Required task 1:
Gather every line in the entries below that contains the word "painted", and copy each one out in full.

Excerpt to read:
The simple definition

Electricity is the flow of electric charge.

In almost all practical cases, that means electrons moving through a conductor — usually a copper or aluminum wire. Other carriers exist (ions in solution, holes in semiconductors), but household and industrial electricity is overwhelmingly about electrons drifting through metal wires.

That's the answer. The rest of this article is unpacking what's going on, why the simple description is misleading in some ways, and what voltage and current and resistance actually mean.

Charge: what's flowing

Electric charge is a fundamental property of certain particles. The two relevant ones:

  • Electrons (negative charge, magnitude e = 1.602176634 × 10⁻¹⁹ coulombs exactly, as fixed by the 2019 SI redefinition).
  • Protons (positive charge, magnitude e — exactly equal in magnitude to the electron's charge but opposite in sign).

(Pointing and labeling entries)

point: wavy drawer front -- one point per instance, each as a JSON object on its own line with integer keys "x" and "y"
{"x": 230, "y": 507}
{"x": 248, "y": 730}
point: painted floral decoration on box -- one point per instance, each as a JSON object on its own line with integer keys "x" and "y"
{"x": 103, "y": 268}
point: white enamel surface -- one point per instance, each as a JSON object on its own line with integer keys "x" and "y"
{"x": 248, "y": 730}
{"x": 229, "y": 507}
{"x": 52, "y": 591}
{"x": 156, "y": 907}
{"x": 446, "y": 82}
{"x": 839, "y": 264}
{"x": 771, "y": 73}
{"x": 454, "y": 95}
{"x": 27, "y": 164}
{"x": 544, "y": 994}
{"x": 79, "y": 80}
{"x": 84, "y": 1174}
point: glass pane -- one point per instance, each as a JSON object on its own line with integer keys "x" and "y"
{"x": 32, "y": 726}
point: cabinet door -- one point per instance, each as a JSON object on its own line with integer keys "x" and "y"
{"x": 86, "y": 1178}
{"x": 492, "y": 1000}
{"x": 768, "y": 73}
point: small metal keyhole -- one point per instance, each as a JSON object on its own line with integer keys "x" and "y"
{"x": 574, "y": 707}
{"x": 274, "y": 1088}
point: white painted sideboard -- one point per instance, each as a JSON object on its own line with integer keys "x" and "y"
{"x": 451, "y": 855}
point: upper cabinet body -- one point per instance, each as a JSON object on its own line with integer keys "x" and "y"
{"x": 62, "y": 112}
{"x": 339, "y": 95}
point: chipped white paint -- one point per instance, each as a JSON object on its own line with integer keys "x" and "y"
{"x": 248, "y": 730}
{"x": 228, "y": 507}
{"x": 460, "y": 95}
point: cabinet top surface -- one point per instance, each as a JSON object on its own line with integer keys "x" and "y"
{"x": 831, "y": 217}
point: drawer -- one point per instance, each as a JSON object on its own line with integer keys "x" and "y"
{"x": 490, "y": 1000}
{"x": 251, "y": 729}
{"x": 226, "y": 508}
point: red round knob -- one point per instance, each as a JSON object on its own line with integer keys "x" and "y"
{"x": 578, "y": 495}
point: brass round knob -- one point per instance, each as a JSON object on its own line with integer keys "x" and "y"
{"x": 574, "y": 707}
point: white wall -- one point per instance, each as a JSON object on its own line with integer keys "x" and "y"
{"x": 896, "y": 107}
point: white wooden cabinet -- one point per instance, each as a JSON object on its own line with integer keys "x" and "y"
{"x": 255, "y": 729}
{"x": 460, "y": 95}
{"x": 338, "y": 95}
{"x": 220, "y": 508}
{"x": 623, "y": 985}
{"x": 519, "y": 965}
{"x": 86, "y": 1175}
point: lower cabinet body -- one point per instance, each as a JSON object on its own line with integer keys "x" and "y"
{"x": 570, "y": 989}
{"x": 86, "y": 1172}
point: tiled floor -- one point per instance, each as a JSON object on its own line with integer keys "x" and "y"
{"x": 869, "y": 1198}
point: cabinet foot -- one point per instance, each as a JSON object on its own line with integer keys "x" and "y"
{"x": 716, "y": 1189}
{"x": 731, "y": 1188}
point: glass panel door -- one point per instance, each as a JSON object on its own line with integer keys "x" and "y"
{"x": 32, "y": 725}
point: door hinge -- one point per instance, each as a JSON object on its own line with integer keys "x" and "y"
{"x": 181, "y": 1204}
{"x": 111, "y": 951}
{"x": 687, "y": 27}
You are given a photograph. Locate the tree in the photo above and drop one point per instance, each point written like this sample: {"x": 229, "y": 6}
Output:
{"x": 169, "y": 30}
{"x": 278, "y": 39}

Required task 2:
Continue the explainer on electricity above, starting right after its last line.

Exercise output 1:
point: painted floral decoration on box -- one point per instance, each as a JSON object on its own line with integer keys "x" and "y"
point: white painted sideboard -- one point per instance, each as a JSON object on its own line with integer keys "x" and "y"

Exercise output 2:
In metals, atoms are arranged in a regular lattice, with most electrons tightly bound to their atoms — but a small fraction of "conduction electrons" are free to move. In copper, this is about one electron per atom. These free electrons are what we call "the electrons" in a wire.

When you connect a battery to a wire, those free electrons drift through the metal under the push of the electric field. The drift speed is surprisingly slow — typically less than a millimeter per second in a household wire under normal load. The electrons travel through the wire like fish through a slow-moving stream.

So how does an electrical signal travel so fast? Through the field, not the electrons. The electric field propagates along the wire at close to the speed of light. The field pushes electrons everywhere in the wire at essentially the same time. The whole "water in a pipe" analogy is apt: push one end of a long full pipe, and water flows out the other end almost instantly, even though no single water molecule traveled the length. The pressure (voltage) propagates fast; the individual molecules (electrons) move slowly.

Current: the rate of flow

Current is the rate at which charge flows past a point. Measured in amperes (A, or "amps"):

1 ampere = 1 coulomb per second = about 6.24 × 10¹⁸ electrons per second.

To give a sense of scale:

  • A small LED draws around 0.02 A (20 milliamps).
  • A typical light bulb (60 W incandescent at 120 V): 0.5 A.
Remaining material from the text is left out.